MATERIAL TO PROCESS:
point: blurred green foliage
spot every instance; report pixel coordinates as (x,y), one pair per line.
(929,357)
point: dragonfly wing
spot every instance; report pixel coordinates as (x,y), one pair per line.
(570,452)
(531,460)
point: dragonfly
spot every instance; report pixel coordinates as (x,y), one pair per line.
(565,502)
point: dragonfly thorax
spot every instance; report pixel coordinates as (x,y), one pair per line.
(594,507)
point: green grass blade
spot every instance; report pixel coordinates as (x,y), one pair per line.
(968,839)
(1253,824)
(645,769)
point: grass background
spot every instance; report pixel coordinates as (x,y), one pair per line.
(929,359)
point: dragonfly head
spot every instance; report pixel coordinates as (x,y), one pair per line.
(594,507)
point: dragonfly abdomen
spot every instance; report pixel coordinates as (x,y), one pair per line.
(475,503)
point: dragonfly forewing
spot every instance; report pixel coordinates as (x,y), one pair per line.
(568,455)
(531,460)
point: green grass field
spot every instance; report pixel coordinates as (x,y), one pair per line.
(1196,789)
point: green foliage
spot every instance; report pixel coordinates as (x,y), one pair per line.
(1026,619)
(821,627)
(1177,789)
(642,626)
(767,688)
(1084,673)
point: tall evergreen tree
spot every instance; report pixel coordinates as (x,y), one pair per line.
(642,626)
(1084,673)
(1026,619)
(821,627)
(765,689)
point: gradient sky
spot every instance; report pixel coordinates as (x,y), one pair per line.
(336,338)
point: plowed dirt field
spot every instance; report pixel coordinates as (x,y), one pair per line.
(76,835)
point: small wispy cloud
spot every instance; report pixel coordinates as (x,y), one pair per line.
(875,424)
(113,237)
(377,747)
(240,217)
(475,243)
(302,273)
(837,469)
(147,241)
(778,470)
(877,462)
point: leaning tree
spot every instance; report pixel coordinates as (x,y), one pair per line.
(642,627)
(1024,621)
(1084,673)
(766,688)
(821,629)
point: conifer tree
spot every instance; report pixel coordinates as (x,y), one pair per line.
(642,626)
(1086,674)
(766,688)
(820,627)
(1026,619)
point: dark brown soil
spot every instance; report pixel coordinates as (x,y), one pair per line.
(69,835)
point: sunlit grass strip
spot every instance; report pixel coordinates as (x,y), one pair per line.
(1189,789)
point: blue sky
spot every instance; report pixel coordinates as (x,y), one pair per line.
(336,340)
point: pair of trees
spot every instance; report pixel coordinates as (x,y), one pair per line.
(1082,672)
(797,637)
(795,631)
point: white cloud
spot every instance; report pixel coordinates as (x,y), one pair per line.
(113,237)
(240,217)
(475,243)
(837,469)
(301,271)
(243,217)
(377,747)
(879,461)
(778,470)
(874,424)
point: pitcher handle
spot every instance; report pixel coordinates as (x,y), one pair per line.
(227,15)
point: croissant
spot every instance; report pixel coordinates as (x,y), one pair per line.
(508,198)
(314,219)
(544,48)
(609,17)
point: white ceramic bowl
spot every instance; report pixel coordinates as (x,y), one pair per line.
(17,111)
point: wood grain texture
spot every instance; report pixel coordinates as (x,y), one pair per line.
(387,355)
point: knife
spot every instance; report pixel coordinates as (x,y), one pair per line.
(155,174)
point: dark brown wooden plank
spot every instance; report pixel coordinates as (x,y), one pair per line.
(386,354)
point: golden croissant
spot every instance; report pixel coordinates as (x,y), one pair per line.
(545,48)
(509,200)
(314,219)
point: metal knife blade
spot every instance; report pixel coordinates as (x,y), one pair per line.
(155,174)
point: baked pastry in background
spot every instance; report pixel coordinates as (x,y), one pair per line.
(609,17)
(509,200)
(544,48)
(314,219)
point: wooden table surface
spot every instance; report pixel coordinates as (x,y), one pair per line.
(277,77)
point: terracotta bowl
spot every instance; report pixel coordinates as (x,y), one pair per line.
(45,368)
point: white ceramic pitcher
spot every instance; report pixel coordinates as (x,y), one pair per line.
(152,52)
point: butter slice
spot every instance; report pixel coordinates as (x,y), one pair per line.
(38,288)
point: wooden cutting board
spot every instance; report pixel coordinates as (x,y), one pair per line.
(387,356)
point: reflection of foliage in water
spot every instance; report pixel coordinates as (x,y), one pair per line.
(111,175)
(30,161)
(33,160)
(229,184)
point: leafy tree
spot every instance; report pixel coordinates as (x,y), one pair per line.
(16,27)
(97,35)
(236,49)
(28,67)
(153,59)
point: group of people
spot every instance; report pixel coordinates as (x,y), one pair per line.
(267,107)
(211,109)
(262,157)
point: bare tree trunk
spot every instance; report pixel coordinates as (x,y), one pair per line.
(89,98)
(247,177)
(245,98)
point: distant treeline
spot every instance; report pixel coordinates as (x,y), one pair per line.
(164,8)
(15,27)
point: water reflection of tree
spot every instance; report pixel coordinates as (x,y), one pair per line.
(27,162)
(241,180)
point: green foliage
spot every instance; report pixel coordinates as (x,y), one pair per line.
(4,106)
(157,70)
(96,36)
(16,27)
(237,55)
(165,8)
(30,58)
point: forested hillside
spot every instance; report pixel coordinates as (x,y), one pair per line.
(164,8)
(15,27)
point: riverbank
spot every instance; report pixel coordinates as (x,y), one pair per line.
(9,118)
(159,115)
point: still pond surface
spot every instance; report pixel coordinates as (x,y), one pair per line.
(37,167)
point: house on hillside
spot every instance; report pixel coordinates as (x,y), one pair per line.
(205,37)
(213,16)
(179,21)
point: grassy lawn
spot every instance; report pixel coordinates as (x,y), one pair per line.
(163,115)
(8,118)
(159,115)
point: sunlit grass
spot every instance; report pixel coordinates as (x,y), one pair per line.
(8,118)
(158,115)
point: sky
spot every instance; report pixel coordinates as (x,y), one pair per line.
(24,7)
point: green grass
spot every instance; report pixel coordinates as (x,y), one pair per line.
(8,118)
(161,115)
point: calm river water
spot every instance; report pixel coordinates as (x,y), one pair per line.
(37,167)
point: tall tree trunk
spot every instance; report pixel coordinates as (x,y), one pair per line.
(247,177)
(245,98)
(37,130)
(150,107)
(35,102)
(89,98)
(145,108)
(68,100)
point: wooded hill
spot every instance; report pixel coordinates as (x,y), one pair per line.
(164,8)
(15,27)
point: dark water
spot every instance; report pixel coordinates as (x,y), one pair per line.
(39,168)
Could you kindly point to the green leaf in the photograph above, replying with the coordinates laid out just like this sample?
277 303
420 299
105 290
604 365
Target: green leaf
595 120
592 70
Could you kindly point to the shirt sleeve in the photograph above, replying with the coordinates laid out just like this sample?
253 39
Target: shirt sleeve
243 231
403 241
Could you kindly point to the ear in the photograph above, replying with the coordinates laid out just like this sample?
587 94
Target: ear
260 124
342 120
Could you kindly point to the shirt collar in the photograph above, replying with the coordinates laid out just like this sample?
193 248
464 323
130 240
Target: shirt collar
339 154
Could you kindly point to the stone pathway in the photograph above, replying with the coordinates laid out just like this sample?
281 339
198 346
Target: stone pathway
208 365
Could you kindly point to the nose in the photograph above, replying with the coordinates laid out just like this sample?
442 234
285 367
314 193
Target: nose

WORK INSTRUCTIONS: Give an exact copy of the lines above from the line with "point: forested hillside" up to and including the line with "point: calm river water", and leave everything else out.

SOLUTION FOR THIS TASK:
point: forested hillside
spot every instance; report pixel coordinates as (x,y), one pair per line.
(164,8)
(15,27)
point: riverbank
spot every instance; report pixel coordinates as (x,y), one pair per line.
(9,118)
(159,115)
point: still pond surface
spot every instance; report pixel coordinates as (x,y), one pair per line.
(37,167)
point: house on hillside
spot every instance; report pixel coordinates as (x,y), one pair per line.
(205,37)
(213,16)
(179,21)
point: grassy lawn
spot every instance; report pixel coordinates as (x,y), one pair per line.
(163,115)
(8,118)
(159,115)
point: sunlit grass
spot every instance; report pixel coordinates as (x,y), one pair per line.
(8,118)
(158,115)
point: sky
spot every instance; report pixel coordinates as (x,y), one pair per line.
(24,7)
point: green grass
spot every instance; report pixel coordinates as (x,y), one pair per line.
(8,118)
(161,115)
point: calm river water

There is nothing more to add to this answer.